- Required action: Lines from the one containing "Target: stained glass window" through the last line of the data are to be repeated word for word, both ends included.

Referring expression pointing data
"""

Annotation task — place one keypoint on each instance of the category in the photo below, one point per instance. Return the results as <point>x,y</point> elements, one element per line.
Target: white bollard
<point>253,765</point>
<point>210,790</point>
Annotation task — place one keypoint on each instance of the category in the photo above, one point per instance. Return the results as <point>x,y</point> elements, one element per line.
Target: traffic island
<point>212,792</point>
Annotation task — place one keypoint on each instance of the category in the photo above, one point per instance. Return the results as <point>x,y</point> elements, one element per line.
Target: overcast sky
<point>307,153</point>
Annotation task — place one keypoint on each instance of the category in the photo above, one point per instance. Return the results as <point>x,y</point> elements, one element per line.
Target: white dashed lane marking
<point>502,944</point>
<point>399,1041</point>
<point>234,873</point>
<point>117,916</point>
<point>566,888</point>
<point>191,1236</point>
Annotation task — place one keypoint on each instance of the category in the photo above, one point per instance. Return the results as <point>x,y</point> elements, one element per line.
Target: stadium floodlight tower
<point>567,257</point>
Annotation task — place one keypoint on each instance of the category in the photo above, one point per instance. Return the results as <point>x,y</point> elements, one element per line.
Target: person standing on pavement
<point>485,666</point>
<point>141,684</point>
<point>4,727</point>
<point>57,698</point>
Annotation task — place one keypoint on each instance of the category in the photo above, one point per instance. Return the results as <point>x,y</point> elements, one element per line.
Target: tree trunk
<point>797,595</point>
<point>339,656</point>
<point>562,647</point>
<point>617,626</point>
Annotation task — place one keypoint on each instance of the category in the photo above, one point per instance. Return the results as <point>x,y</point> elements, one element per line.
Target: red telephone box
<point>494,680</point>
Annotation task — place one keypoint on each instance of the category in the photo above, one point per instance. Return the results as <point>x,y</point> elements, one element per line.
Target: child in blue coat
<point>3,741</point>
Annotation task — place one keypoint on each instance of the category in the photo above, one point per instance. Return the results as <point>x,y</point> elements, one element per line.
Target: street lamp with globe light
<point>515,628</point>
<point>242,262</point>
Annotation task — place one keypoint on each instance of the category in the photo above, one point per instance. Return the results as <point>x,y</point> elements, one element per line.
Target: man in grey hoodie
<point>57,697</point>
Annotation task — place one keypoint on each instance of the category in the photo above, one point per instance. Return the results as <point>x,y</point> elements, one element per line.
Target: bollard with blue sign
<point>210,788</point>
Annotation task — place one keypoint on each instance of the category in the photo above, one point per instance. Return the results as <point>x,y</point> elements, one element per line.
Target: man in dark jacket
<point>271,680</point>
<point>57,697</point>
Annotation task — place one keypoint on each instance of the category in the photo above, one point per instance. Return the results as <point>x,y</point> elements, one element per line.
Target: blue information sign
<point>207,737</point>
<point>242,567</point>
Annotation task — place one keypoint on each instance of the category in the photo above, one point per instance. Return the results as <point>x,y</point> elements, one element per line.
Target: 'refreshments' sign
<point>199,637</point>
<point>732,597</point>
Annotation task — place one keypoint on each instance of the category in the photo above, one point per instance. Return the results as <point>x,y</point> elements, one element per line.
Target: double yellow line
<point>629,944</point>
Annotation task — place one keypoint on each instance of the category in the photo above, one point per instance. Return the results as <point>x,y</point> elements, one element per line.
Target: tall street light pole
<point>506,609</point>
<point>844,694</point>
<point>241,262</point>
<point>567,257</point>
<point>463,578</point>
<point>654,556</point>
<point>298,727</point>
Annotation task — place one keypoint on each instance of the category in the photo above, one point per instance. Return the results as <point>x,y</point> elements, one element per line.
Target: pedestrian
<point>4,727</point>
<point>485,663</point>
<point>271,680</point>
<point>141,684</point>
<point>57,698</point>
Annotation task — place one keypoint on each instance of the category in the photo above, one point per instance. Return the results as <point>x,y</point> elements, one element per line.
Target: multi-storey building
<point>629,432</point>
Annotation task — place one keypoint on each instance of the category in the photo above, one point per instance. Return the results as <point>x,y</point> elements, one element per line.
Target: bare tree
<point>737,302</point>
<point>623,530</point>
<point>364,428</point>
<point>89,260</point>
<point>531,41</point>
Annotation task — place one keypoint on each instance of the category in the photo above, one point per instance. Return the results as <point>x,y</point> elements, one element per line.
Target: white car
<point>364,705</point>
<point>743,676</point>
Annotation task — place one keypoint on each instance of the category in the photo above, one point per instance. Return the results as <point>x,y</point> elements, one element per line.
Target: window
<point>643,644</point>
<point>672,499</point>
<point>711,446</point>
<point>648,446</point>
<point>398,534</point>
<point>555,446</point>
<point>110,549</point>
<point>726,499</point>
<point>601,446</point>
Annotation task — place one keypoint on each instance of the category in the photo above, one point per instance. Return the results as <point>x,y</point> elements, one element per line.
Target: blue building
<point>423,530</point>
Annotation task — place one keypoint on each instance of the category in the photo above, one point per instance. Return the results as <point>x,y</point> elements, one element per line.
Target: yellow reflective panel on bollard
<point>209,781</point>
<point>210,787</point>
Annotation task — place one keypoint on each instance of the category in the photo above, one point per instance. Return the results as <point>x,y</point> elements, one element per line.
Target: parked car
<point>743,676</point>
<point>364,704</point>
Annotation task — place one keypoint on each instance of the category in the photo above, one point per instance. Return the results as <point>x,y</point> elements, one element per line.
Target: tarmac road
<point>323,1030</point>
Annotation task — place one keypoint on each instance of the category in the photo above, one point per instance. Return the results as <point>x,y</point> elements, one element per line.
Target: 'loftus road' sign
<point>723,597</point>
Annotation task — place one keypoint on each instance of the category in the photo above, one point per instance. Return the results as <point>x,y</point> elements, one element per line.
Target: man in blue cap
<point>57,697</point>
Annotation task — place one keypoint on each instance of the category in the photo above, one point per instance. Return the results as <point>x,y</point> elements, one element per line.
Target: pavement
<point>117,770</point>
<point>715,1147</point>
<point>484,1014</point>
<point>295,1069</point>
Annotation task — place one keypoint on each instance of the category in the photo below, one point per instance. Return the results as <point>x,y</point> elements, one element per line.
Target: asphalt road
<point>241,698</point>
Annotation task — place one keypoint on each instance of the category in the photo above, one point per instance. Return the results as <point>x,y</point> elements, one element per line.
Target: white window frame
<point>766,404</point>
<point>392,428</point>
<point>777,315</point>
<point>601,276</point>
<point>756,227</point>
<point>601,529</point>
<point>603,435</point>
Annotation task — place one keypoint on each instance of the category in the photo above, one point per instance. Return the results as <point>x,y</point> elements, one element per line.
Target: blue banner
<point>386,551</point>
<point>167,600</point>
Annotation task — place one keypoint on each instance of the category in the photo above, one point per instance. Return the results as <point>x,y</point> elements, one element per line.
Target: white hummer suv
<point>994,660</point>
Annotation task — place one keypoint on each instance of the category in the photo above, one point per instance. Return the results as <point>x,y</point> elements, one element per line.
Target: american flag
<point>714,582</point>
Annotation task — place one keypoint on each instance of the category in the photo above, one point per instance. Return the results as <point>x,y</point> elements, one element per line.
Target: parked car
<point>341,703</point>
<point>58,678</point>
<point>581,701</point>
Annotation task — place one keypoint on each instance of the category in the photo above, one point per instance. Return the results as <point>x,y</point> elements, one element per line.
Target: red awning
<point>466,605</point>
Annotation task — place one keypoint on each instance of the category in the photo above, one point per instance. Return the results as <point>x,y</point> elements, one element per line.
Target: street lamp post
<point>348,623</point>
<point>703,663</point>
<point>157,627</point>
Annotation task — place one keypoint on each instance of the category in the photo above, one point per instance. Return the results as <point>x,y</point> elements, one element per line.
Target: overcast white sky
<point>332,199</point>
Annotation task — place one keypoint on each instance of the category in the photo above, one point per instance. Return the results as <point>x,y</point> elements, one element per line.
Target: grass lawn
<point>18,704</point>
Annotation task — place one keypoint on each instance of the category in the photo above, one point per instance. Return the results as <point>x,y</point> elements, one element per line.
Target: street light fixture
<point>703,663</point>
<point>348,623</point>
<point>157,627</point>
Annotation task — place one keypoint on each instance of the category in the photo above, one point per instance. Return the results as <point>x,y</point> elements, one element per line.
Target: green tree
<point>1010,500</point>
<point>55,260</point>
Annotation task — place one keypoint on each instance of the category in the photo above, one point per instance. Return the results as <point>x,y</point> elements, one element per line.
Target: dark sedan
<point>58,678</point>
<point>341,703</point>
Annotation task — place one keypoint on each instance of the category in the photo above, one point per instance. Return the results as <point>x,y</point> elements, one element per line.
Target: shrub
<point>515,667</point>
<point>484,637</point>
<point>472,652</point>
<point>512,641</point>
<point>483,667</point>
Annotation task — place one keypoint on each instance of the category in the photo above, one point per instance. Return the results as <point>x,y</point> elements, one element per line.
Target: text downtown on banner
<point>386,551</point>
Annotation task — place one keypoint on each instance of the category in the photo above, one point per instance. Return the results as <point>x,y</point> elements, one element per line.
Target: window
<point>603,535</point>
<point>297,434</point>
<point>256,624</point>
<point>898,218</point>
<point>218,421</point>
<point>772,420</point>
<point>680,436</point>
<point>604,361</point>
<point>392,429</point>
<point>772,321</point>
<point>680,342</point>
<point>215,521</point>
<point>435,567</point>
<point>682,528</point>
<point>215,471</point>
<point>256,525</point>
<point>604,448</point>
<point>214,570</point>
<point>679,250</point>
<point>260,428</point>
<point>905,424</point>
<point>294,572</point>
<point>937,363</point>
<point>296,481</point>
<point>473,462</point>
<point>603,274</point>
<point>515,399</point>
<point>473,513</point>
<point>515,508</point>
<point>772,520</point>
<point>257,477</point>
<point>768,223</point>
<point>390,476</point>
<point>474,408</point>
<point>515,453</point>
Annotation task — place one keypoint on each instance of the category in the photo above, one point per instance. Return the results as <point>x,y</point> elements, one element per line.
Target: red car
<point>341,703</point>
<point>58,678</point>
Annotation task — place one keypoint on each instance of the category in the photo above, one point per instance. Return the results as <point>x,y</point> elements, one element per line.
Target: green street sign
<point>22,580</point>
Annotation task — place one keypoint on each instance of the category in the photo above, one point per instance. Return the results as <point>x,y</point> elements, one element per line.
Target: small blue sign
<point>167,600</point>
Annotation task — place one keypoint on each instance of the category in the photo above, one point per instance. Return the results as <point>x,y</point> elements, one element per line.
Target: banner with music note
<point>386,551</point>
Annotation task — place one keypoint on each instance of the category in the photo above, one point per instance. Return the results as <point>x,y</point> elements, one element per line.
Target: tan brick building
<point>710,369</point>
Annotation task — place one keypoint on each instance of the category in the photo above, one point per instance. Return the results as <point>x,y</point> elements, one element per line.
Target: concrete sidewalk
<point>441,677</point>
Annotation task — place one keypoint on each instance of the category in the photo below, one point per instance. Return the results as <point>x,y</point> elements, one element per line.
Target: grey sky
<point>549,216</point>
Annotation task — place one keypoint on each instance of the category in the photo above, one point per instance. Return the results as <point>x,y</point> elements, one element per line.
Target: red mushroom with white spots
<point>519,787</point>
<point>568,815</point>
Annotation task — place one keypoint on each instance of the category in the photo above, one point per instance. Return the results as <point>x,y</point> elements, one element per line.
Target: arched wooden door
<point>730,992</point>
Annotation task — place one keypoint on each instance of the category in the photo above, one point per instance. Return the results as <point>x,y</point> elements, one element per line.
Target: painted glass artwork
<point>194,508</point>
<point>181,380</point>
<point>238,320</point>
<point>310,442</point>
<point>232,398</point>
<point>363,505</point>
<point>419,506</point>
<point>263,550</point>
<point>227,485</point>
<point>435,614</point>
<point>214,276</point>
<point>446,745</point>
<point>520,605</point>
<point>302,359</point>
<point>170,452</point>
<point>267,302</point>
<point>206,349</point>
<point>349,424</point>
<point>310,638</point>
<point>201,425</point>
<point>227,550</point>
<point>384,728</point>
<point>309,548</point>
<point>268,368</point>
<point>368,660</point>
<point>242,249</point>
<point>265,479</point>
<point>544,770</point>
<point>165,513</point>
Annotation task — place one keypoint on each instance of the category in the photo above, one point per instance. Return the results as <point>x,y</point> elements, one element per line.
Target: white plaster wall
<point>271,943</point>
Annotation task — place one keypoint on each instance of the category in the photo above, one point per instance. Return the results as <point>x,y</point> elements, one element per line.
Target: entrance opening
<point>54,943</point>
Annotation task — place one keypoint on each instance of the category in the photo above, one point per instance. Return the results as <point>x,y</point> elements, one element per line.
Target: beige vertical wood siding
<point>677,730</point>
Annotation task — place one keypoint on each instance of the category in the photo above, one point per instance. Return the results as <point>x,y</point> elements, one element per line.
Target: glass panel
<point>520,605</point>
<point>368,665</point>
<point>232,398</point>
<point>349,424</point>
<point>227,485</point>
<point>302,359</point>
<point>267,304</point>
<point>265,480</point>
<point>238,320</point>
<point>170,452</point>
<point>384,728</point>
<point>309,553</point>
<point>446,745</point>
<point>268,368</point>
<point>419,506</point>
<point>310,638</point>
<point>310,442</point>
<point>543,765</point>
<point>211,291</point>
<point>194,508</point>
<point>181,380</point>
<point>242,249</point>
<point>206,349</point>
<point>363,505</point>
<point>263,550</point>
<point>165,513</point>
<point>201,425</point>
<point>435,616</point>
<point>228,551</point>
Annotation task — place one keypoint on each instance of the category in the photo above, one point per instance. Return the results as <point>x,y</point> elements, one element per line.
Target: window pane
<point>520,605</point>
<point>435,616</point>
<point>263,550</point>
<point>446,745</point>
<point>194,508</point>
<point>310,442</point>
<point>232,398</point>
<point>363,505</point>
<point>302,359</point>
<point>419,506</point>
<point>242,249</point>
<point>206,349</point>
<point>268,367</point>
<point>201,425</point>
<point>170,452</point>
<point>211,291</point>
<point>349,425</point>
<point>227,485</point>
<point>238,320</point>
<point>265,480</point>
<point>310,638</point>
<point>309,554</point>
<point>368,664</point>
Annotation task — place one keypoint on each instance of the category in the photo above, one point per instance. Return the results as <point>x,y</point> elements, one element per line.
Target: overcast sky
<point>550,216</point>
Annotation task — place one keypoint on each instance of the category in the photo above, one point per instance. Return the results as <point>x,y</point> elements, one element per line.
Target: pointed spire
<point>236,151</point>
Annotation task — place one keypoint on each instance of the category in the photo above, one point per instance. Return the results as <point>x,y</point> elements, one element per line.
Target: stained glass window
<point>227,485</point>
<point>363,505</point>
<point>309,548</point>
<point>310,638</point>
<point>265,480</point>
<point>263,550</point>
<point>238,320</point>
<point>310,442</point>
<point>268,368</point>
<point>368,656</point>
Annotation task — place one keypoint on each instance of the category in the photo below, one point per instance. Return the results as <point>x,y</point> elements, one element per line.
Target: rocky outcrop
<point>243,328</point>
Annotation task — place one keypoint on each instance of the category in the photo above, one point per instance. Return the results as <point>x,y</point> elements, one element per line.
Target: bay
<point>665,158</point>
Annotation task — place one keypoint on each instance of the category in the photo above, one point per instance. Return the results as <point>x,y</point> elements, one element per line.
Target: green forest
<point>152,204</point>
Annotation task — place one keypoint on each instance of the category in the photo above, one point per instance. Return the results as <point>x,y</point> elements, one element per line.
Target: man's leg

"""

- Final answer:
Target: stained glass window
<point>227,485</point>
<point>363,505</point>
<point>309,548</point>
<point>310,638</point>
<point>265,480</point>
<point>263,550</point>
<point>238,320</point>
<point>310,442</point>
<point>268,368</point>
<point>368,656</point>
Annotation task — place one keypoint on each instance of the category in the photo below, one point per instance. Return the results as <point>x,y</point> elements, one element per line.
Target: rocky outcrop
<point>243,328</point>
Annotation task — place one keypoint on each instance of the category in the photo above, one point per instance. Return the results as <point>x,y</point> elements, one element per line.
Target: bay
<point>665,158</point>
Annotation task — place one keypoint on each instance of the category in the photo above, one point per instance. Return the results as <point>x,y</point> elements, one element per line.
Target: green forest
<point>152,204</point>
Annotation task — place one keypoint on each instance of the category in the photo above, one point per instance. Return the results as <point>x,y</point> elements, one element per line.
Target: man's leg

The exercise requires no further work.